Police pursue second suspect in burglary

Chris Adams

A second suspect in connection with an East Hills burglary attempt in December may still be at large, according to an investigator. A Nassau County Police Third Squad detective, James Wills, said the department is pursuing the possibility that  a second man was involved in the crime, after last week’s arrest of a Huntington man, Rony Compere.

Some of the possessions left behind at the Wildwood Lane residence may not belong to Compere, and the man police engaged at the scene fit a different description, said the owner of the burglarized home, Adam Mehes.

The apprehended suspect was identified after a DNA analysis from a baseball cap matched  a police profile, but a large shoe also left at the scene is unlikely to belong to the 5-foot-7 Compere, Mehes said. The suspect was originally reported in a police press release to be 6 feet 1 inch tall  with a stocky build and curly hair.

On Dec. 5, the day of the incident, Mehes said, he was  driving home with his wife and children when he received notifications from an alarm company. After several triggers from the alarm system, he said, he told the security representative to call the police.

“We parked outside the house and the police were already there,’’ he said. “They told us that they had found a man hiding in one of the upstairs bedrooms, behind the bed.”

The suspect resisted arrest and a struggle ensued in which he tried to take control of an officer’s service weapon, according to a press release from the police.

“When we got home you could see there was an altercation,” Mehes said.

Blinds were damaged, chips of paint were scuffed off the wall, and a child safety gate was broken, Mehes said. During a flight down the stairs, the suspect’s shoe came off when an officer grabbed his leg.

Mehes said he remembers the shoe to be either a size 12 or 13, after hearing the detail from police, and it was unlikely to belong to the suspect in custody.

When investigators booked Compere in connection with the incident, he was already in jail for an unrelated crime in East Meadow, according to the Nassau County Police.

Mehes said he was informed by investigators that Compere committed the later crime in East Meadow with another man who escaped capture, possibly the same six-foot suspect present at the residence in East Hills.

At the time of the discovery of Compere as a suspect, investigators only had DNA results for the baseball cap, Mehes said. While Detective Wills said he could not disclose details about the  investigation, he said that all pieces of evidence left at the scene have now been analyzed for DNA. According to Mehes, the items include the shoe, a flashlight and a hair sample found at the site of the struggle. The results of the analyses were not made public.

Dataset excerpts:
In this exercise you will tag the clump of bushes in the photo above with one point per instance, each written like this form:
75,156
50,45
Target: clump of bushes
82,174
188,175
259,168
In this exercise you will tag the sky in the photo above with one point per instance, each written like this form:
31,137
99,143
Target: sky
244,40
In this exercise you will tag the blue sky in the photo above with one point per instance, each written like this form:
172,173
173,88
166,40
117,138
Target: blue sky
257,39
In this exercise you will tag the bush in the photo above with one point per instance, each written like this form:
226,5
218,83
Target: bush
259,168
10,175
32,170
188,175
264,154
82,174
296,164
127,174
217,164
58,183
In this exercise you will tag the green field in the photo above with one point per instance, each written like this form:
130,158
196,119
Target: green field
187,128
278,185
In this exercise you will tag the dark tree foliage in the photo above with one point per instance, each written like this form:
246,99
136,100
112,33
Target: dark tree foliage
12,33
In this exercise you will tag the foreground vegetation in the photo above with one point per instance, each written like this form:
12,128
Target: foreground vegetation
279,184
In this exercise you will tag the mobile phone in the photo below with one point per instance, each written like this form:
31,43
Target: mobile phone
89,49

Work instruction 1 =>
In the burglary article, which item left at the scene provided the DNA that identified the arrested suspect?
Work instruction 2 =>
Please reproduce the part of the burglary article that begins with the words "The suspect resisted" and ends after "suspect in custody.".
Work instruction 3 =>
Translate this sentence from the burglary article into Spanish: "Blinds were damaged, chips of paint were scuffed off the wall, and a child safety gate was broken, Mehes said."

Answer area 1 =>
A baseball cap.

Answer area 2 =>
The suspect resisted arrest and a struggle ensued in which he tried to take control of an officer’s service weapon, according to a press release from the police.

“When we got home you could see there was an altercation,” Mehes said.

Blinds were damaged, chips of paint were scuffed off the wall, and a child safety gate was broken, Mehes said. During a flight down the stairs, the suspect’s shoe came off when an officer grabbed his leg.

Mehes said he remembers the shoe to be either a size 12 or 13, after hearing the detail from police, and it was unlikely to belong to the suspect in custody.

Answer area 3 =>
Las persianas quedaron dañadas, se desprendieron trozos de pintura de la pared y se rompió una reja de seguridad para niños, dijo Mehes.